*** MATERIAL PROVIDED

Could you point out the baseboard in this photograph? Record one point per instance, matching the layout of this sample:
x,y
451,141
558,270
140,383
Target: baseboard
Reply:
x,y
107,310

******

WHAT YOU NEED TO DO:
Can you quote all of the entries above line for line, without changing anything?

RESPONSE TO THIS EXERCISE:
Could you point out the baseboard in this photograph? Record one point per instance, matching the layout of this sample:
x,y
451,141
558,270
140,383
Target: baseboard
Reply:
x,y
107,310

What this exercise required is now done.